>> begin Listed records

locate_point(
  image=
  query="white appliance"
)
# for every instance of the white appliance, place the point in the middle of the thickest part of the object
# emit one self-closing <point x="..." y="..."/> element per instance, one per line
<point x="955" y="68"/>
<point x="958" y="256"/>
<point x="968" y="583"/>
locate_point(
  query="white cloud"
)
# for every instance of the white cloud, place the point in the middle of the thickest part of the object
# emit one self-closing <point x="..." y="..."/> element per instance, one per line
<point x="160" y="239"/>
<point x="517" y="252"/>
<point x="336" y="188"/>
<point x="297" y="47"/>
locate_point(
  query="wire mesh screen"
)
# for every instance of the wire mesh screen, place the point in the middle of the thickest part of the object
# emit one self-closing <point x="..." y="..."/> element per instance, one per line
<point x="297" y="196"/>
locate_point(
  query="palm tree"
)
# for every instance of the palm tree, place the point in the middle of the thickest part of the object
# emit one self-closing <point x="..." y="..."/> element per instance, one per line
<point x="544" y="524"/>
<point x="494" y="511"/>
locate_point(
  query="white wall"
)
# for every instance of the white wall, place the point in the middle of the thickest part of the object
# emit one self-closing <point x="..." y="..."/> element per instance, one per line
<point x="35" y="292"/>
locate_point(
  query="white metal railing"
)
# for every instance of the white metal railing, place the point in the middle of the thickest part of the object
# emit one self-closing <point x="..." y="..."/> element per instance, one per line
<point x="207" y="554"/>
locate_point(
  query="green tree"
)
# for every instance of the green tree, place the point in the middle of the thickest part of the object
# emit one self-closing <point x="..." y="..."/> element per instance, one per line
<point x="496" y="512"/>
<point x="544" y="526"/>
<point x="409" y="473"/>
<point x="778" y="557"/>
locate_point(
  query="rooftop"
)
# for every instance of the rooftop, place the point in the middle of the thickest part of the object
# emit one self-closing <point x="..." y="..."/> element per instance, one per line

>> end Listed records

Required work: Retype the records that precede this task, keeping them exactly the same.

Written solution:
locate_point(
  image=
  query="white appliance"
)
# for every instance of the white appliance, place the point in the middle of the thickest part of the object
# emit one self-closing <point x="..." y="..."/> element per instance, one per line
<point x="955" y="68"/>
<point x="958" y="256"/>
<point x="968" y="583"/>
locate_point(
  query="white cloud"
)
# for every instance of the white cloud, place the point in the middle of the thickest part of the object
# emit one self-closing <point x="..." y="..."/> element per instance, one per line
<point x="160" y="239"/>
<point x="517" y="252"/>
<point x="336" y="188"/>
<point x="297" y="47"/>
locate_point(
  query="wire mesh screen"
)
# for every instance of the wire mesh screen, place the point in the middle of the thickest part of the object
# emit one self-closing <point x="..." y="..."/> element per instance, one per line
<point x="297" y="196"/>
locate_point(
  query="palm tree"
)
# for every instance of the palm tree, place the point in the middle of the thickest part of the object
# emit one self-closing <point x="..." y="..."/> element per instance, one per line
<point x="544" y="524"/>
<point x="494" y="511"/>
locate_point(
  query="white wall"
)
# for every instance of the white wall, place the point in the middle of the thickest part of the object
# emit one self-closing <point x="..." y="..."/> element per instance, one per line
<point x="35" y="292"/>
locate_point(
  query="white metal railing"
)
# for every instance of the white metal railing, place the point in the middle of the thickest part of the object
# emit one self-closing <point x="..." y="..."/> element per instance, one per line
<point x="207" y="554"/>
locate_point(
  query="green tree"
)
# for every instance of the green tree, place the point in the middle of the thickest part of the object
# emit one self-closing <point x="..." y="..."/> element per instance, one per line
<point x="496" y="512"/>
<point x="544" y="526"/>
<point x="409" y="473"/>
<point x="778" y="557"/>
locate_point(
  query="rooftop"
)
# for every instance of the rooftop, place the point in the middle of the thickest part of the object
# emit one self-closing <point x="..." y="..."/> element per instance, one per line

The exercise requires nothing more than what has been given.